▶ EXCERPT TO READ
□ □ □ □ □
Question: What do you see?

Sunday, 28 September 2014

Making BaseSpace Apps in Bangalore

I'm speaking at the BaseSpace Apps developers conference in Bangalore tomorrow. It's my first App and my first time in India, so I'm pretty excited about the whole thing.

Tuesday, 23 September 2014

Welcome to a new company built around ctDNA analysis: Inivata

Inivata, is a new company spun out of Nitzan Rosenfelds research group at the CRUK Cambridge Institute (where I work). His group developed and published the TAm-seq method for circulating tumour DNA amplicon sequencing. The spin-out aims to develop blood tests measuring circulating tumour DNA (ctDNA) for use as a "liquid biopsy" in cancer treatment. Inivata has been funded  by Cancer Research Uk's technology arm CRT, Imperial Innovation, Cambridge Innovation Capital and Johnson & Johnson Development Corporation; initial funding has raised £4million.

Inivata is currently based in the Cambridge Institute and the start-up team include the developers of the TAm-seq method: Nitzan Rosenfeld (CRUK-CI), Tim Forshew (now at UCL Cancer Institute), James Brenton (CRUK-CI) and Davina Gale (CRUK-CI).

The research community has really taken hold of cell-free DNA and developed methods that are surpassing expectations. Cell-free DNA is having its largest impact outside of cancer in the pre-natal diagnostics market. And has been shown to be useful in many types of cancer. The use of ctDNA to follow tumour evolution was one of the best examples of what's possible I've seen so far and it's been exciting to be involved in some of this work. Inivata are poised to capitalise on the experience of the founding team and I'll certainly be following how they get on over the next couple of years.

If you fancy working in this field then they are currently hiring: molecular biologist, and computational biologist posts.

This is likely to become a crowded market as people pick up the tools available and deploy them in different settings. ctDNA is floating around in blood plasma and is ripe for analysis, I expect there is still lots of development space for new methods and ultimately I hope we'll be able to use ctDNA as a screening tool for early detection of cancer.

If we can enrich for mutant alleles using technologies like Boreal or Ice-Cold PCR then detection (not quantitation) may be possible far earlier than can be achieved today.

Monday, 15 September 2014

Are PCR-free exomes the answer

I'm continuing my exome posts with a quick observation. There have been several talks recently that I've seen where people present genome and exome data and highlight the drop-out of genomic regions primarily due to PCR amplification and hybridisation artefacts. They make a compelling case for avoiding PCR when possible, and for sequencing a genome to get the very best quality exome.
□ □ □ □ □
▶ EXTRACTED DATA

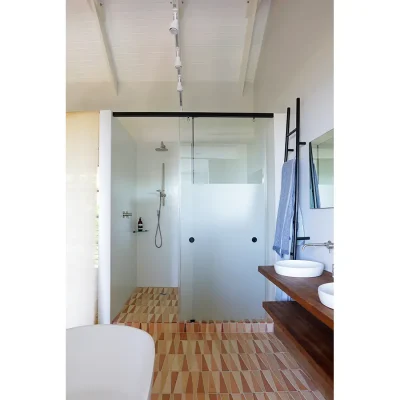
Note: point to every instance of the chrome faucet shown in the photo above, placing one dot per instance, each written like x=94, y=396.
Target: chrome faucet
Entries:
x=328, y=245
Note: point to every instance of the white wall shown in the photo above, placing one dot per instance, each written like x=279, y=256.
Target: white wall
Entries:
x=123, y=198
x=81, y=163
x=297, y=61
x=117, y=193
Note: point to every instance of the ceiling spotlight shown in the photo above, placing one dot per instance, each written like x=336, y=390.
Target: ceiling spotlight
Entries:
x=179, y=88
x=174, y=27
x=178, y=62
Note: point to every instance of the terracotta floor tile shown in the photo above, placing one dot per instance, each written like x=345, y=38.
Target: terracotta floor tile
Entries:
x=214, y=360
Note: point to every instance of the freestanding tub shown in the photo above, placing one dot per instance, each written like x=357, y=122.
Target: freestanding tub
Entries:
x=107, y=362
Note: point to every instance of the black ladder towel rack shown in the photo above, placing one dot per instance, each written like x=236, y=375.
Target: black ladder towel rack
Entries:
x=296, y=150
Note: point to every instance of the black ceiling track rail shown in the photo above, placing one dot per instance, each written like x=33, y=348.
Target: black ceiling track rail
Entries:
x=295, y=239
x=183, y=114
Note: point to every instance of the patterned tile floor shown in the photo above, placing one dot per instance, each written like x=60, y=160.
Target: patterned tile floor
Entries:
x=214, y=360
x=231, y=366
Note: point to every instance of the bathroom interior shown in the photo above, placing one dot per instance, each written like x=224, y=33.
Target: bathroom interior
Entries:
x=215, y=227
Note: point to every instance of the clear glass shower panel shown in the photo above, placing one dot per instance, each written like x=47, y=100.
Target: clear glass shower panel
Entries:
x=222, y=218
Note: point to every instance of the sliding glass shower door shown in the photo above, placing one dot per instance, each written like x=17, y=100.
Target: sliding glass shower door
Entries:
x=222, y=218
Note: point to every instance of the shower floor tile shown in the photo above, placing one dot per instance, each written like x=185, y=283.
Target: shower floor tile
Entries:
x=150, y=305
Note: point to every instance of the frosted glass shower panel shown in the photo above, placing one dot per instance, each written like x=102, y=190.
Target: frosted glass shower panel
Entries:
x=226, y=150
x=222, y=219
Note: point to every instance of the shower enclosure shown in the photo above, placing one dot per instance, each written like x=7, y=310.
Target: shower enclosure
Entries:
x=223, y=219
x=208, y=236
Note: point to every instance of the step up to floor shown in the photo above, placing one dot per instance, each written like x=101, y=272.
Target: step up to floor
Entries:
x=246, y=326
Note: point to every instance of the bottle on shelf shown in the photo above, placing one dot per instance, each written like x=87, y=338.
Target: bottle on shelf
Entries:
x=140, y=225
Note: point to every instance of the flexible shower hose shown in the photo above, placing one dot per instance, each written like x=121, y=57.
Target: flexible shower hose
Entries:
x=158, y=227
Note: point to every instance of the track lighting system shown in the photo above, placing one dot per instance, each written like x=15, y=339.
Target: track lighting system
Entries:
x=178, y=62
x=174, y=27
x=174, y=30
x=179, y=88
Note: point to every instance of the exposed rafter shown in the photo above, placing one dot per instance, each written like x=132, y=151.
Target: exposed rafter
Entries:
x=251, y=17
x=97, y=8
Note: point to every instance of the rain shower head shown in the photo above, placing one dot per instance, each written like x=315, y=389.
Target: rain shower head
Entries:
x=162, y=147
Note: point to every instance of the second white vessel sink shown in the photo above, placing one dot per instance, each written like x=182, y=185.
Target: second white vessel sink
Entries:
x=326, y=294
x=299, y=268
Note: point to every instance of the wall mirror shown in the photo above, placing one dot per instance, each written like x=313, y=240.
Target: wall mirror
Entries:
x=321, y=171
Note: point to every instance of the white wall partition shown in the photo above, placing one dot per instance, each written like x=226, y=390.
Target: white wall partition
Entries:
x=82, y=131
x=223, y=205
x=117, y=193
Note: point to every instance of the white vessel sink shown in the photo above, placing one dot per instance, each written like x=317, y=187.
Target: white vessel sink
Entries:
x=299, y=268
x=326, y=294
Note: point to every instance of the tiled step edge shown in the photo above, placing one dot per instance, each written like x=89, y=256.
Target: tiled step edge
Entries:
x=265, y=326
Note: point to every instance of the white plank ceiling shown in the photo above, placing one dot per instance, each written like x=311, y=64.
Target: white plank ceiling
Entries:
x=212, y=40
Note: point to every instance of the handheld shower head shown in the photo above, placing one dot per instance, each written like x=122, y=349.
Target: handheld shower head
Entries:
x=162, y=147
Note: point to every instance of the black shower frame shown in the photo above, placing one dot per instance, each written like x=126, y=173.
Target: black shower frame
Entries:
x=189, y=114
x=295, y=239
x=185, y=114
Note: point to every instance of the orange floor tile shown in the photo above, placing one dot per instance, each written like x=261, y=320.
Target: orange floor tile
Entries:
x=214, y=360
x=232, y=366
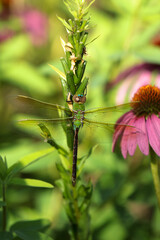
□ □ □ □ □
▶ EXERCISE
Transcribe the section of the genomics blog excerpt that begins with the words "If you fancy" and ends after the words "detection of cancer.".

▶ SOLUTION FOR THIS EXERCISE
If you fancy working in this field then they are currently hiring: molecular biologist, and computational biologist posts.

This is likely to become a crowded market as people pick up the tools available and deploy them in different settings. ctDNA is floating around in blood plasma and is ripe for analysis, I expect there is still lots of development space for new methods and ultimately I hope we'll be able to use ctDNA as a screening tool for early detection of cancer.